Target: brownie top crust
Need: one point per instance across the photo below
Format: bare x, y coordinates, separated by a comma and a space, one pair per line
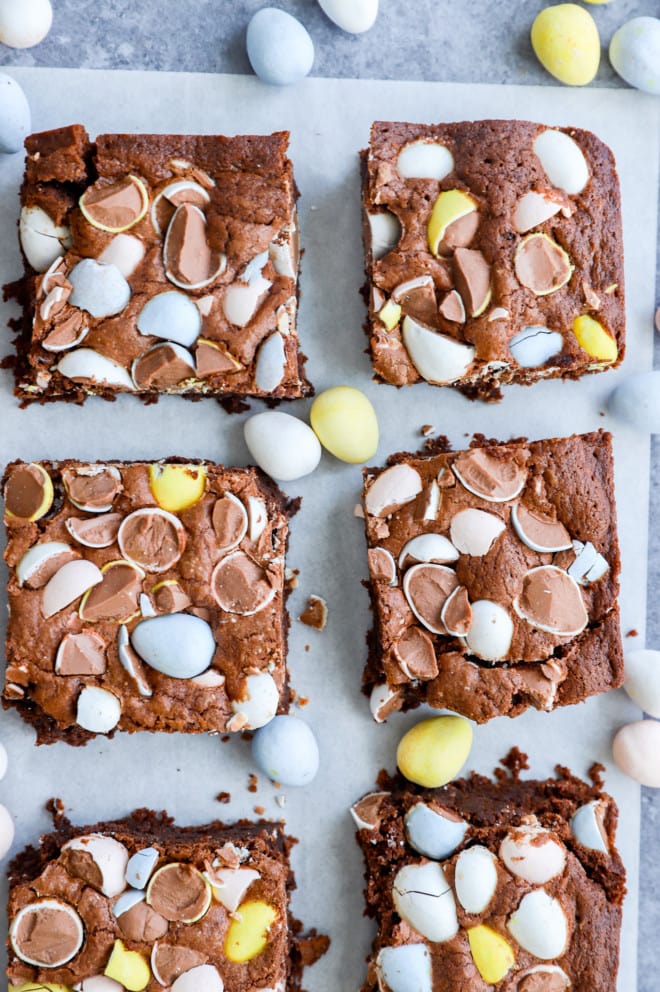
494, 253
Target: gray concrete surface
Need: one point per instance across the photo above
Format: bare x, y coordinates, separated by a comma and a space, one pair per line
462, 41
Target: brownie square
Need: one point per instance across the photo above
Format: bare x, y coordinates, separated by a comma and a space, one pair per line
508, 884
144, 596
494, 254
159, 264
494, 576
152, 905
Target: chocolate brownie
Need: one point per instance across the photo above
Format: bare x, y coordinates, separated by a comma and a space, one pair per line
145, 596
494, 254
494, 576
148, 905
509, 885
159, 264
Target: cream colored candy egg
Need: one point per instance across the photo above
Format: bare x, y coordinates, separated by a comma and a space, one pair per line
24, 23
566, 42
433, 752
345, 423
636, 750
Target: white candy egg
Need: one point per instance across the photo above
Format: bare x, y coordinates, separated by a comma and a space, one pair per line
24, 24
491, 631
203, 978
562, 160
475, 880
405, 969
172, 316
42, 240
636, 402
587, 829
140, 867
643, 679
286, 751
99, 289
635, 53
636, 750
283, 446
178, 644
437, 357
109, 856
259, 705
353, 16
534, 346
271, 363
530, 852
432, 833
425, 160
423, 898
539, 925
98, 710
15, 121
279, 48
6, 830
86, 364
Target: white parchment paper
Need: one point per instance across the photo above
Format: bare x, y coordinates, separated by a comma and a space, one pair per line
329, 120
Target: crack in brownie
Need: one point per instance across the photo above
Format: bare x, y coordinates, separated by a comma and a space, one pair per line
494, 254
141, 904
145, 596
159, 264
509, 885
494, 577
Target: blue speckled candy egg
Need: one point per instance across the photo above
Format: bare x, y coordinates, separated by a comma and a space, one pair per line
279, 48
14, 115
286, 751
635, 53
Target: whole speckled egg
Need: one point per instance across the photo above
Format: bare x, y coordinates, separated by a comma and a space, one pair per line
286, 751
24, 23
14, 115
279, 48
566, 42
635, 53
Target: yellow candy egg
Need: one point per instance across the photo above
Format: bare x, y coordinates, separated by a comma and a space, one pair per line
566, 42
176, 487
128, 968
433, 752
594, 339
345, 423
38, 987
248, 931
491, 953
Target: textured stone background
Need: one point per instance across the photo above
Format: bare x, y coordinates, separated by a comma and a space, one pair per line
463, 41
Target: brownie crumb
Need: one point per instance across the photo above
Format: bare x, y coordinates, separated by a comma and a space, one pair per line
315, 613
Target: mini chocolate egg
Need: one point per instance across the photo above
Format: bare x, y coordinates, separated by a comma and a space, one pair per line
635, 53
24, 24
286, 751
15, 121
279, 48
566, 43
282, 445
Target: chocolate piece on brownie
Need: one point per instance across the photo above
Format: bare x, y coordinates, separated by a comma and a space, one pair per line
511, 885
159, 264
151, 905
494, 577
145, 596
494, 254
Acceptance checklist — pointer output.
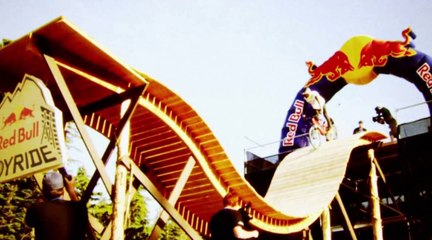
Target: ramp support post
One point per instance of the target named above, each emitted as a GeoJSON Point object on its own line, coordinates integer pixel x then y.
{"type": "Point", "coordinates": [375, 200]}
{"type": "Point", "coordinates": [326, 224]}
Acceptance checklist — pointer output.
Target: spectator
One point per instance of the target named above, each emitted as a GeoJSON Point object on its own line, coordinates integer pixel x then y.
{"type": "Point", "coordinates": [54, 217]}
{"type": "Point", "coordinates": [360, 128]}
{"type": "Point", "coordinates": [228, 223]}
{"type": "Point", "coordinates": [384, 116]}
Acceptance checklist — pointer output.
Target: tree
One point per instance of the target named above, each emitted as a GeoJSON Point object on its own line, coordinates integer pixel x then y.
{"type": "Point", "coordinates": [15, 197]}
{"type": "Point", "coordinates": [173, 231]}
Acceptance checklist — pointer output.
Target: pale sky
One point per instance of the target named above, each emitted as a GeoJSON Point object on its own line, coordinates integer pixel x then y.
{"type": "Point", "coordinates": [240, 63]}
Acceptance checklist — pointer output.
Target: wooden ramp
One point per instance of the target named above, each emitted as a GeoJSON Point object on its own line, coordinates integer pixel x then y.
{"type": "Point", "coordinates": [173, 153]}
{"type": "Point", "coordinates": [307, 180]}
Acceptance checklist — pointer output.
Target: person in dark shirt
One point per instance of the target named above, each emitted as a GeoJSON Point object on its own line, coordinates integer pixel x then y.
{"type": "Point", "coordinates": [54, 217]}
{"type": "Point", "coordinates": [384, 116]}
{"type": "Point", "coordinates": [360, 128]}
{"type": "Point", "coordinates": [228, 223]}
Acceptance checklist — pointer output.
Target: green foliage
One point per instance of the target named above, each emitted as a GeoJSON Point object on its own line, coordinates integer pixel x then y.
{"type": "Point", "coordinates": [137, 220]}
{"type": "Point", "coordinates": [15, 197]}
{"type": "Point", "coordinates": [173, 231]}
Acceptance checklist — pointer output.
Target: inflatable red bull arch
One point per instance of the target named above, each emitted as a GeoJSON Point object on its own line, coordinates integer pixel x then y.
{"type": "Point", "coordinates": [359, 61]}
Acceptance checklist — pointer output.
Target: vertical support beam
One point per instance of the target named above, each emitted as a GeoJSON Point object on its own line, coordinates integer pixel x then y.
{"type": "Point", "coordinates": [152, 189]}
{"type": "Point", "coordinates": [175, 194]}
{"type": "Point", "coordinates": [375, 200]}
{"type": "Point", "coordinates": [326, 224]}
{"type": "Point", "coordinates": [119, 205]}
{"type": "Point", "coordinates": [345, 214]}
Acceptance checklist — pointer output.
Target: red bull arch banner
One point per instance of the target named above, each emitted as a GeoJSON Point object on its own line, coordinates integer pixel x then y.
{"type": "Point", "coordinates": [359, 61]}
{"type": "Point", "coordinates": [31, 131]}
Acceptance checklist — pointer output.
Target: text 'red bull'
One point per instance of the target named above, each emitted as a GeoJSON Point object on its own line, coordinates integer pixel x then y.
{"type": "Point", "coordinates": [292, 123]}
{"type": "Point", "coordinates": [424, 72]}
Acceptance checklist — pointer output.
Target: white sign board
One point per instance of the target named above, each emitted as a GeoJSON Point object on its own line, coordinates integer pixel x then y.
{"type": "Point", "coordinates": [31, 131]}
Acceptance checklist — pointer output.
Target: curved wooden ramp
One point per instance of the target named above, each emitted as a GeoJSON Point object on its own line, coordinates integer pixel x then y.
{"type": "Point", "coordinates": [307, 180]}
{"type": "Point", "coordinates": [174, 154]}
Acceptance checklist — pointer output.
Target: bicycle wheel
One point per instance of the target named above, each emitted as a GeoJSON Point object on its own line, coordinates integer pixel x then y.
{"type": "Point", "coordinates": [332, 134]}
{"type": "Point", "coordinates": [314, 137]}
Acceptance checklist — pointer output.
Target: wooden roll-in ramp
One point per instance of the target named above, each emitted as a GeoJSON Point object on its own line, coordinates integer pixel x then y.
{"type": "Point", "coordinates": [308, 179]}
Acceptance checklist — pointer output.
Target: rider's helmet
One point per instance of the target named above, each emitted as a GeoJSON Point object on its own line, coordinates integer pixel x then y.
{"type": "Point", "coordinates": [307, 94]}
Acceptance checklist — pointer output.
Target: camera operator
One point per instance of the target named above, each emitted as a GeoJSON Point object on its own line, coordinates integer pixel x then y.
{"type": "Point", "coordinates": [384, 116]}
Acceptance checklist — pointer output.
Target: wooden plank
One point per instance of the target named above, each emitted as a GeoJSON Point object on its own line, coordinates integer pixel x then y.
{"type": "Point", "coordinates": [308, 179]}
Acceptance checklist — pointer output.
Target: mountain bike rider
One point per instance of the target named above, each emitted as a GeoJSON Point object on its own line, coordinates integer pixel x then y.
{"type": "Point", "coordinates": [318, 103]}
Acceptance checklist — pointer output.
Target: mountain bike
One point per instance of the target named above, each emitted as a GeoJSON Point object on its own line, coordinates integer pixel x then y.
{"type": "Point", "coordinates": [321, 130]}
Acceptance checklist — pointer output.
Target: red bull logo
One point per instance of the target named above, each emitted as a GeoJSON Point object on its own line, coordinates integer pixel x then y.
{"type": "Point", "coordinates": [12, 118]}
{"type": "Point", "coordinates": [376, 52]}
{"type": "Point", "coordinates": [31, 138]}
{"type": "Point", "coordinates": [424, 71]}
{"type": "Point", "coordinates": [292, 123]}
{"type": "Point", "coordinates": [333, 68]}
{"type": "Point", "coordinates": [357, 58]}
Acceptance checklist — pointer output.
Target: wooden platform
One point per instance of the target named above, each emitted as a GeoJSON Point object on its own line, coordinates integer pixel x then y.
{"type": "Point", "coordinates": [307, 180]}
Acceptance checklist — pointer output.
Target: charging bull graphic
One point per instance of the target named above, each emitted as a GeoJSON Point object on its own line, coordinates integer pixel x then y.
{"type": "Point", "coordinates": [359, 61]}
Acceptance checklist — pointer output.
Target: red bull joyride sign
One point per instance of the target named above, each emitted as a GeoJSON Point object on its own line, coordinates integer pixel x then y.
{"type": "Point", "coordinates": [31, 131]}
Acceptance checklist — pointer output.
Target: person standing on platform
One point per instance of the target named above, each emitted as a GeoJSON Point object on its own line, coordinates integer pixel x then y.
{"type": "Point", "coordinates": [228, 223]}
{"type": "Point", "coordinates": [54, 217]}
{"type": "Point", "coordinates": [384, 116]}
{"type": "Point", "coordinates": [360, 128]}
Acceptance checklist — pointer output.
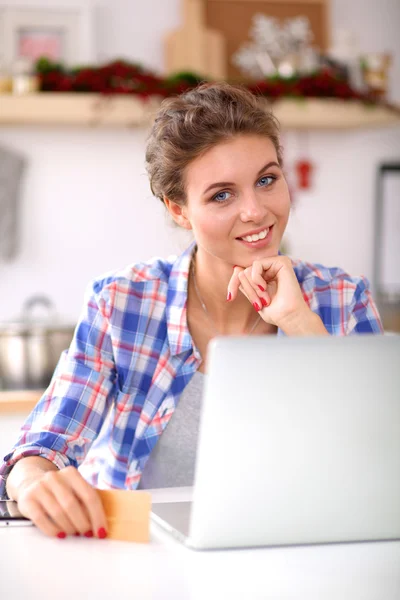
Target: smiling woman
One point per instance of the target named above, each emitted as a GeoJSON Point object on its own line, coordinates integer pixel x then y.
{"type": "Point", "coordinates": [139, 351]}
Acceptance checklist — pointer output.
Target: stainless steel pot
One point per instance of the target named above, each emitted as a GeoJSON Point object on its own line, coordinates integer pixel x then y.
{"type": "Point", "coordinates": [30, 348]}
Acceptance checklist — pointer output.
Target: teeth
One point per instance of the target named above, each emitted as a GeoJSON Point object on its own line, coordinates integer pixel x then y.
{"type": "Point", "coordinates": [255, 237]}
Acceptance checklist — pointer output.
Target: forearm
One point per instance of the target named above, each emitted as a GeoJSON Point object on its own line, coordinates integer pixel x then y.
{"type": "Point", "coordinates": [26, 471]}
{"type": "Point", "coordinates": [305, 324]}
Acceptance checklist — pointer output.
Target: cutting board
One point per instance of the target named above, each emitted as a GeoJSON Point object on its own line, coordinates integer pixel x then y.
{"type": "Point", "coordinates": [194, 47]}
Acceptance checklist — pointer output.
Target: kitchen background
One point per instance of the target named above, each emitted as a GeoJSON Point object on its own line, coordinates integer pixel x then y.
{"type": "Point", "coordinates": [85, 205]}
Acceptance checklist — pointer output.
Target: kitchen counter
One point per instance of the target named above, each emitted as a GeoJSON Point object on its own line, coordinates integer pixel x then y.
{"type": "Point", "coordinates": [18, 401]}
{"type": "Point", "coordinates": [36, 567]}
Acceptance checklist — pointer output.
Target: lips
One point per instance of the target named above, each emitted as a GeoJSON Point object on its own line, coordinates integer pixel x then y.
{"type": "Point", "coordinates": [260, 243]}
{"type": "Point", "coordinates": [254, 231]}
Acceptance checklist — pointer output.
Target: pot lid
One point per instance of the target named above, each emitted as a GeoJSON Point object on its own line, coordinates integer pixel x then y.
{"type": "Point", "coordinates": [47, 321]}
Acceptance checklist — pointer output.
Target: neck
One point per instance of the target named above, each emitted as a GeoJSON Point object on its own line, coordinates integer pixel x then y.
{"type": "Point", "coordinates": [233, 317]}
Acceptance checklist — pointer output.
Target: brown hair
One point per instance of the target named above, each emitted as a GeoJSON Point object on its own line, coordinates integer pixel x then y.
{"type": "Point", "coordinates": [188, 125]}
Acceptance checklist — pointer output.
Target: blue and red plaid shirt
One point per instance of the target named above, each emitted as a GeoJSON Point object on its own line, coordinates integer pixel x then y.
{"type": "Point", "coordinates": [132, 354]}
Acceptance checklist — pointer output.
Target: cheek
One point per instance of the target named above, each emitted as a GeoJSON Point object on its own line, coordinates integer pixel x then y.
{"type": "Point", "coordinates": [214, 221]}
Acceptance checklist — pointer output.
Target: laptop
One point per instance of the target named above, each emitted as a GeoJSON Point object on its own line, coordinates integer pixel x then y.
{"type": "Point", "coordinates": [299, 443]}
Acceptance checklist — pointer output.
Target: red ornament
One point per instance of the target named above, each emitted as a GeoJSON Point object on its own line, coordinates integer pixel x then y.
{"type": "Point", "coordinates": [304, 170]}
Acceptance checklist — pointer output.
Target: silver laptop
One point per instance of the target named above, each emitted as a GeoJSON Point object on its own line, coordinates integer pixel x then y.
{"type": "Point", "coordinates": [299, 443]}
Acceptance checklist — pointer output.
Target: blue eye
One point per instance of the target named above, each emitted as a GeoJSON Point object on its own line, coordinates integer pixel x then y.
{"type": "Point", "coordinates": [222, 196]}
{"type": "Point", "coordinates": [266, 180]}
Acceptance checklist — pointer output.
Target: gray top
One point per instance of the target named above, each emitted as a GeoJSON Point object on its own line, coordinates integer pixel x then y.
{"type": "Point", "coordinates": [172, 461]}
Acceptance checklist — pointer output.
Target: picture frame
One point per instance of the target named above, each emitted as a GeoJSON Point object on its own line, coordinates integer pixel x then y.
{"type": "Point", "coordinates": [63, 34]}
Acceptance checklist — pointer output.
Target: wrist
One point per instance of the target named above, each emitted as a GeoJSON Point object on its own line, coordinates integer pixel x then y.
{"type": "Point", "coordinates": [303, 323]}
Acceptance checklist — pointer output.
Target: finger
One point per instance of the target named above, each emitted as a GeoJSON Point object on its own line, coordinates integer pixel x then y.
{"type": "Point", "coordinates": [250, 292]}
{"type": "Point", "coordinates": [49, 504]}
{"type": "Point", "coordinates": [77, 513]}
{"type": "Point", "coordinates": [272, 265]}
{"type": "Point", "coordinates": [233, 285]}
{"type": "Point", "coordinates": [90, 499]}
{"type": "Point", "coordinates": [34, 511]}
{"type": "Point", "coordinates": [258, 281]}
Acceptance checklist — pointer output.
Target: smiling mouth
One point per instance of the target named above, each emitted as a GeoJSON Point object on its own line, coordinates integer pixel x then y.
{"type": "Point", "coordinates": [256, 237]}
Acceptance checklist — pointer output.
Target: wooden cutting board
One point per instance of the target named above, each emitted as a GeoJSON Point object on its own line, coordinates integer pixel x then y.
{"type": "Point", "coordinates": [194, 47]}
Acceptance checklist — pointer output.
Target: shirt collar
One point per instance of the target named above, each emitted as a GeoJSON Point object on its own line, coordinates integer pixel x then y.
{"type": "Point", "coordinates": [179, 337]}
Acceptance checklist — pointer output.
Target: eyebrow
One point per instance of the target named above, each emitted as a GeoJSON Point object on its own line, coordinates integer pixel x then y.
{"type": "Point", "coordinates": [225, 183]}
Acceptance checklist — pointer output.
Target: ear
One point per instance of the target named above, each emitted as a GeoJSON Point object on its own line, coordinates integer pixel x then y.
{"type": "Point", "coordinates": [178, 213]}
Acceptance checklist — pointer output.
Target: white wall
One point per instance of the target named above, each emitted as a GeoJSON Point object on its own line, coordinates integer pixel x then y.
{"type": "Point", "coordinates": [86, 204]}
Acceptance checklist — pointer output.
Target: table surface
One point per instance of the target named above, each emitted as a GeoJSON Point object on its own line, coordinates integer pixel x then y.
{"type": "Point", "coordinates": [37, 567]}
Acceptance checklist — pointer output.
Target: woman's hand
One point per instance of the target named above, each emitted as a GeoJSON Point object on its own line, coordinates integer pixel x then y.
{"type": "Point", "coordinates": [62, 503]}
{"type": "Point", "coordinates": [272, 288]}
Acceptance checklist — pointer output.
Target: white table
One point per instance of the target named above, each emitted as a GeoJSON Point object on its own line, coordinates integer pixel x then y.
{"type": "Point", "coordinates": [40, 568]}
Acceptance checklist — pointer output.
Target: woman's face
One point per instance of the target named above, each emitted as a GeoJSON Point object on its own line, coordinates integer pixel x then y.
{"type": "Point", "coordinates": [237, 189]}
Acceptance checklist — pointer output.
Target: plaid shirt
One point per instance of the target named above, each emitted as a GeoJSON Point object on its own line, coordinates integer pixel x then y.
{"type": "Point", "coordinates": [115, 389]}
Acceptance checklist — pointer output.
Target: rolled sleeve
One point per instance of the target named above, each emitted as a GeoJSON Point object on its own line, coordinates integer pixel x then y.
{"type": "Point", "coordinates": [363, 314]}
{"type": "Point", "coordinates": [69, 415]}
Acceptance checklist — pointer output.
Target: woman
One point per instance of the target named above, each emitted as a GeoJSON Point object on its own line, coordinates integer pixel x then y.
{"type": "Point", "coordinates": [214, 160]}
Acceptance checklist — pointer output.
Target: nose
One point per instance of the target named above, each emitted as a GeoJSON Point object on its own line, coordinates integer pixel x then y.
{"type": "Point", "coordinates": [252, 208]}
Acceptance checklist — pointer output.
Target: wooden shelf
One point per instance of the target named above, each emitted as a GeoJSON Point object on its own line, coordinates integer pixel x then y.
{"type": "Point", "coordinates": [85, 110]}
{"type": "Point", "coordinates": [19, 401]}
{"type": "Point", "coordinates": [93, 110]}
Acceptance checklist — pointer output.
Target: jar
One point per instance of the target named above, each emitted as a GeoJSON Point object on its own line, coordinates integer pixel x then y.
{"type": "Point", "coordinates": [24, 79]}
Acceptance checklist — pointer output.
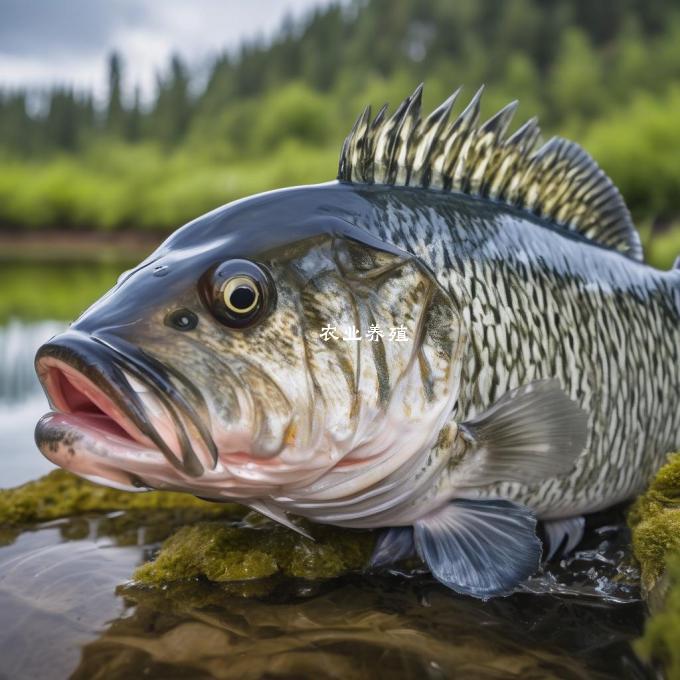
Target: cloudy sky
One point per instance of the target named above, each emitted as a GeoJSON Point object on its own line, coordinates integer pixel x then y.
{"type": "Point", "coordinates": [67, 41]}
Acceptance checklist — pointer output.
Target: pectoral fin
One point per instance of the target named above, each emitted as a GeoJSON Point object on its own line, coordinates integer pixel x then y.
{"type": "Point", "coordinates": [392, 545]}
{"type": "Point", "coordinates": [530, 434]}
{"type": "Point", "coordinates": [479, 548]}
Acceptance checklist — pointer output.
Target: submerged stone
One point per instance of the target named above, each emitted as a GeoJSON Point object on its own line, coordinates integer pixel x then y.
{"type": "Point", "coordinates": [655, 521]}
{"type": "Point", "coordinates": [221, 553]}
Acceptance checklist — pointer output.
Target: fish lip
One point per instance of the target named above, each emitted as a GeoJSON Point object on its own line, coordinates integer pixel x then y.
{"type": "Point", "coordinates": [96, 370]}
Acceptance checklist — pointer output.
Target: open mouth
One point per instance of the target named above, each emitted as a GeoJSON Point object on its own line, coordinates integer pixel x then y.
{"type": "Point", "coordinates": [123, 408]}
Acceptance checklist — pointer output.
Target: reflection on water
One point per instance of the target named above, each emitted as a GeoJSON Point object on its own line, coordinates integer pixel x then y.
{"type": "Point", "coordinates": [64, 587]}
{"type": "Point", "coordinates": [21, 400]}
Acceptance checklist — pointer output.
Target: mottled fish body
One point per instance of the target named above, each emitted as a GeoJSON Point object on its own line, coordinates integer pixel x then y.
{"type": "Point", "coordinates": [454, 339]}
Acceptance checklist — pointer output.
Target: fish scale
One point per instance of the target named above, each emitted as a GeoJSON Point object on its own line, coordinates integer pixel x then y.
{"type": "Point", "coordinates": [618, 331]}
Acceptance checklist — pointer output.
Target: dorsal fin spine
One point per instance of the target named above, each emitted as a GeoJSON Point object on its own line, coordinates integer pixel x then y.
{"type": "Point", "coordinates": [558, 181]}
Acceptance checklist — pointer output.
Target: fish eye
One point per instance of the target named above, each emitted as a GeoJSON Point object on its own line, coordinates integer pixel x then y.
{"type": "Point", "coordinates": [238, 292]}
{"type": "Point", "coordinates": [241, 295]}
{"type": "Point", "coordinates": [182, 320]}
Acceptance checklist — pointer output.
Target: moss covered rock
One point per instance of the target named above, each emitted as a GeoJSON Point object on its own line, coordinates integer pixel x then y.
{"type": "Point", "coordinates": [661, 641]}
{"type": "Point", "coordinates": [221, 553]}
{"type": "Point", "coordinates": [62, 494]}
{"type": "Point", "coordinates": [655, 521]}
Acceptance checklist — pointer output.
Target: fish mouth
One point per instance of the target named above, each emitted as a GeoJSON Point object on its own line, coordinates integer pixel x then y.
{"type": "Point", "coordinates": [119, 414]}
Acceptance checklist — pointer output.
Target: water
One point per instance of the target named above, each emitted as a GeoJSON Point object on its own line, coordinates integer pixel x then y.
{"type": "Point", "coordinates": [74, 613]}
{"type": "Point", "coordinates": [68, 608]}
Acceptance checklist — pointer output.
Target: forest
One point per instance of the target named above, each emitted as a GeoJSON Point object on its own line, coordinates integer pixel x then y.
{"type": "Point", "coordinates": [272, 114]}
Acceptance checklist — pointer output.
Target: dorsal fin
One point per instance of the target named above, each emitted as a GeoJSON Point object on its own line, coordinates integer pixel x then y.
{"type": "Point", "coordinates": [558, 181]}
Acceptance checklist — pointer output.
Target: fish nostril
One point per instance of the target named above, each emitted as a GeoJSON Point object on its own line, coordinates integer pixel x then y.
{"type": "Point", "coordinates": [182, 320]}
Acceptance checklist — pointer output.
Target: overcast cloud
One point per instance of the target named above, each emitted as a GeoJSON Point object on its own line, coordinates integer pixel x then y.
{"type": "Point", "coordinates": [44, 42]}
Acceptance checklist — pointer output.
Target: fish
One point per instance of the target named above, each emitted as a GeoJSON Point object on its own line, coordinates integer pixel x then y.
{"type": "Point", "coordinates": [453, 341]}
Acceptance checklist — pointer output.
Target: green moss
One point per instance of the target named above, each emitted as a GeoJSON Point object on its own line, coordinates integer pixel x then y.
{"type": "Point", "coordinates": [61, 494]}
{"type": "Point", "coordinates": [655, 522]}
{"type": "Point", "coordinates": [221, 553]}
{"type": "Point", "coordinates": [661, 641]}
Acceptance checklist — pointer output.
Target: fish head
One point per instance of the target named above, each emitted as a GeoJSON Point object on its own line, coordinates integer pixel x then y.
{"type": "Point", "coordinates": [260, 348]}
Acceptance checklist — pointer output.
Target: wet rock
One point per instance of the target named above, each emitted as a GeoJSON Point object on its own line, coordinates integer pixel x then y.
{"type": "Point", "coordinates": [221, 553]}
{"type": "Point", "coordinates": [61, 494]}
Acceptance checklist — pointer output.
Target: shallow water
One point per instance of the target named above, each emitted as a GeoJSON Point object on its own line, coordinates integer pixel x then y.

_ _ _ _ _

> **Problem details**: Please return only the lines above, starting at the line that has "Target: kitchen background" and ending at the line that has "Target: kitchen counter", keeping both and leaving each one unchanged.

> **Solution for this exercise**:
Target: kitchen background
One point per instance of the target named above, each emitted as a GeoJSON Point object on its own line, coordinates integer pixel x then y.
{"type": "Point", "coordinates": [85, 205]}
Acceptance checklist — pointer output.
Target: kitchen counter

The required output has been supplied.